• _EXCERPTED RECORDS_:
────
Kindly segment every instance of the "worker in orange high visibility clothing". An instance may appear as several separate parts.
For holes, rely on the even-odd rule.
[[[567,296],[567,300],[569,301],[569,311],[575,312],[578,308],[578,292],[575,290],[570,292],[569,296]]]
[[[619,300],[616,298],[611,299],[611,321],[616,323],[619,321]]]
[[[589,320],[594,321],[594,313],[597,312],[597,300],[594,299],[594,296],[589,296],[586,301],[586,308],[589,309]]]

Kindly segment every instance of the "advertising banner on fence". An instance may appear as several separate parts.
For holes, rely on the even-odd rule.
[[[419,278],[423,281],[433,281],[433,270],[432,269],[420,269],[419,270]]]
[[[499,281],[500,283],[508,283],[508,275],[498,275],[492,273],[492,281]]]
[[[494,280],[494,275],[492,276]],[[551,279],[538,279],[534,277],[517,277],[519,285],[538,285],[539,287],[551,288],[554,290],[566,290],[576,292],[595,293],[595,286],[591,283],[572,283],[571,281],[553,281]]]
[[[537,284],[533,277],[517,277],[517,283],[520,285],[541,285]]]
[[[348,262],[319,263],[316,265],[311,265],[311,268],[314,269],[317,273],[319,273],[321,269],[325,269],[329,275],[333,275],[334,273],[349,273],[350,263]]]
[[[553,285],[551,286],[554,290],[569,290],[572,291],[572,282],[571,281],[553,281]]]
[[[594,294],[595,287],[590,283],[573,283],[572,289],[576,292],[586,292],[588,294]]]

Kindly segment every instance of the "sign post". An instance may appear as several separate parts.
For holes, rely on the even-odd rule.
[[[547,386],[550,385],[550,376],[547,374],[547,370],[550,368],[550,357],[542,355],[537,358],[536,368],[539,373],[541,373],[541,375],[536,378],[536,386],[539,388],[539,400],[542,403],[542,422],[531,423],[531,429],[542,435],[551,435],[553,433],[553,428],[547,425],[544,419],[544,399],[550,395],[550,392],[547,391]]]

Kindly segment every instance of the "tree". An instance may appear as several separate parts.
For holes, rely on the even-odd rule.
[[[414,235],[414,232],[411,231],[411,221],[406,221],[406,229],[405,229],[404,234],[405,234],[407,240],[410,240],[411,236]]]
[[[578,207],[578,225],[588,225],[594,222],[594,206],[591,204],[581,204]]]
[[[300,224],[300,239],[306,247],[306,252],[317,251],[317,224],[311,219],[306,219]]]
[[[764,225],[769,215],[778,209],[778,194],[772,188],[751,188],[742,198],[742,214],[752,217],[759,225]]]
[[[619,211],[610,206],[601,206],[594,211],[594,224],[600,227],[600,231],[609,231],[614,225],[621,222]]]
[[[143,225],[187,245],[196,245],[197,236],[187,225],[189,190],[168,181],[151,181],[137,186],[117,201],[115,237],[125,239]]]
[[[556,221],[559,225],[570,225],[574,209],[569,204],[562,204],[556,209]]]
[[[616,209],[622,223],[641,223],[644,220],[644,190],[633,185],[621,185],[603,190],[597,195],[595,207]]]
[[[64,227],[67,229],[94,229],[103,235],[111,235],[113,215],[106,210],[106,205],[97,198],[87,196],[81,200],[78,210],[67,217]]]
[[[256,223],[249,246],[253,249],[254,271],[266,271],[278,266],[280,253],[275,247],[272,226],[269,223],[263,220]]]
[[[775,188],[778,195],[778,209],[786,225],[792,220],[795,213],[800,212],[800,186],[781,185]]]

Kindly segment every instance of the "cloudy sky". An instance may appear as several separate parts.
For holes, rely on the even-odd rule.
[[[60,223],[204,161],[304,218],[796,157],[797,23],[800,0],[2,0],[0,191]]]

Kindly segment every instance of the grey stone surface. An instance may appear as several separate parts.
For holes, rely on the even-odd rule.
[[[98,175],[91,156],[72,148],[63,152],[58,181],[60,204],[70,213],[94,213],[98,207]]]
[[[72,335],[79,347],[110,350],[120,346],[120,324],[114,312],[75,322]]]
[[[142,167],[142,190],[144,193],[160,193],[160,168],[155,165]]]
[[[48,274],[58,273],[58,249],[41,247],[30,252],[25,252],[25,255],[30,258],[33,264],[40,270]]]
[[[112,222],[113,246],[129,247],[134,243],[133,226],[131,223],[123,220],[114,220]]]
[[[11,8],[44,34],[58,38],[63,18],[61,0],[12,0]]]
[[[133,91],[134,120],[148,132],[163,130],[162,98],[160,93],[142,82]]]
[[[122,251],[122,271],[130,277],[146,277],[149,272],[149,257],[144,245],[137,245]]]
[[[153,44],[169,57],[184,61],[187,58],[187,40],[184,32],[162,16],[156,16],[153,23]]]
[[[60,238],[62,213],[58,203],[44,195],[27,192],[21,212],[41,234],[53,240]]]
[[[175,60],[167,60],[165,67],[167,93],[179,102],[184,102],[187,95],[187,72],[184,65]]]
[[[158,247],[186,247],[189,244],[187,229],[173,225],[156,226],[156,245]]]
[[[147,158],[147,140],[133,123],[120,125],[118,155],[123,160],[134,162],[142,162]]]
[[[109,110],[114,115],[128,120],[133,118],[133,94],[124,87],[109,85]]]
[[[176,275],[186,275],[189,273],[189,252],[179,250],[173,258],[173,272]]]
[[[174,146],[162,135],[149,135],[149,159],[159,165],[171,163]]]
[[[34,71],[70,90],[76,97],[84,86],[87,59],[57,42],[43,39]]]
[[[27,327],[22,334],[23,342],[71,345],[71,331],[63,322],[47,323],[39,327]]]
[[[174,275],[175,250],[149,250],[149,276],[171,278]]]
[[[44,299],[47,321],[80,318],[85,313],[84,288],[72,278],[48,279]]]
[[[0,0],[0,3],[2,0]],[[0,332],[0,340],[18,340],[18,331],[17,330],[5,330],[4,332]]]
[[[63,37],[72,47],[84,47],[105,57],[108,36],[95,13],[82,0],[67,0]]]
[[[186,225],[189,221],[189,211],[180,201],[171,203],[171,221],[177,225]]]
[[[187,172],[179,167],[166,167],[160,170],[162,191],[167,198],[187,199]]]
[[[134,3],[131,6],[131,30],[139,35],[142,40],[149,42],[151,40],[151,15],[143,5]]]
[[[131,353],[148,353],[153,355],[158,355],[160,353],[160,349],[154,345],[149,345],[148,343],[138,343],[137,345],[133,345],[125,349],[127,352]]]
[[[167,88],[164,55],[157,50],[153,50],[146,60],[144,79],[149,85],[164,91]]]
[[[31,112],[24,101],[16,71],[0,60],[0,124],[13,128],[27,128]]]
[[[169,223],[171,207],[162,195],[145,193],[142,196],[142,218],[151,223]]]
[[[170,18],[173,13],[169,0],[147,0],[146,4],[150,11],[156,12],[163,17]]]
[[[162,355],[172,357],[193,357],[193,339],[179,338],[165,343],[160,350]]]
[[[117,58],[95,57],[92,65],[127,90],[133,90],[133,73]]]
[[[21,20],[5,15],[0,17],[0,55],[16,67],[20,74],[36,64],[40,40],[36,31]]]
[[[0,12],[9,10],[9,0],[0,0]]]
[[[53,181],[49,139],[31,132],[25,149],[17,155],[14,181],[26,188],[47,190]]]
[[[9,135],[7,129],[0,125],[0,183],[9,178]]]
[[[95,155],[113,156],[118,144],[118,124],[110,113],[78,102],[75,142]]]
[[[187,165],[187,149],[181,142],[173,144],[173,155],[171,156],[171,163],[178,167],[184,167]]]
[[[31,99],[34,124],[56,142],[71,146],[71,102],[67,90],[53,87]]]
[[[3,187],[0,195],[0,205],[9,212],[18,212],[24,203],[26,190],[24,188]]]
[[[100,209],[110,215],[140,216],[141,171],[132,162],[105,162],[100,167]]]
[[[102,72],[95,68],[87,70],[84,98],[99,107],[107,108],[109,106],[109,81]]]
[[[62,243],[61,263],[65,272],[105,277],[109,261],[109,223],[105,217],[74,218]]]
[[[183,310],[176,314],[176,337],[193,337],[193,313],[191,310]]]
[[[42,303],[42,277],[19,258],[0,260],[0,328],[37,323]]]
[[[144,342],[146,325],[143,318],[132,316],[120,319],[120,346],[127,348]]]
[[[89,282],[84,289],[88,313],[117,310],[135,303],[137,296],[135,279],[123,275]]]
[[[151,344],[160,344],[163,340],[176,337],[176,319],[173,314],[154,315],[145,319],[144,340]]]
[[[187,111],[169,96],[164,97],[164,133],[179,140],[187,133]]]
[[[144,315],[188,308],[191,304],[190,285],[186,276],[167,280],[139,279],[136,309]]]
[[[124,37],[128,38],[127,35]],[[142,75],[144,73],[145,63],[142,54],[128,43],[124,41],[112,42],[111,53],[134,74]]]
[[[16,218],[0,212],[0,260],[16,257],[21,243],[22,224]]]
────
• _WHAT YOU ARE ASKED TO DO_:
Identify every line above that includes the word "appear", and show those lines.

• _RESPONSE TO THE EXERCISE_:
Kindly segment every instance of the "worker in orange high visibility clothing". An instance may appear as several separate parts.
Kindly segment every instance of the "advertising banner on fence". An instance may appear as several separate parts.
Kindly segment every instance of the "sign post". An instance may appear as several separate parts.
Kindly segment every instance of the "tree". An instance may appear as several separate parts.
Kindly segment every instance of the "cloudy sky". An instance may appear as several separate parts.
Kindly segment every instance of the grey stone surface. An instance may appear as several separate parts.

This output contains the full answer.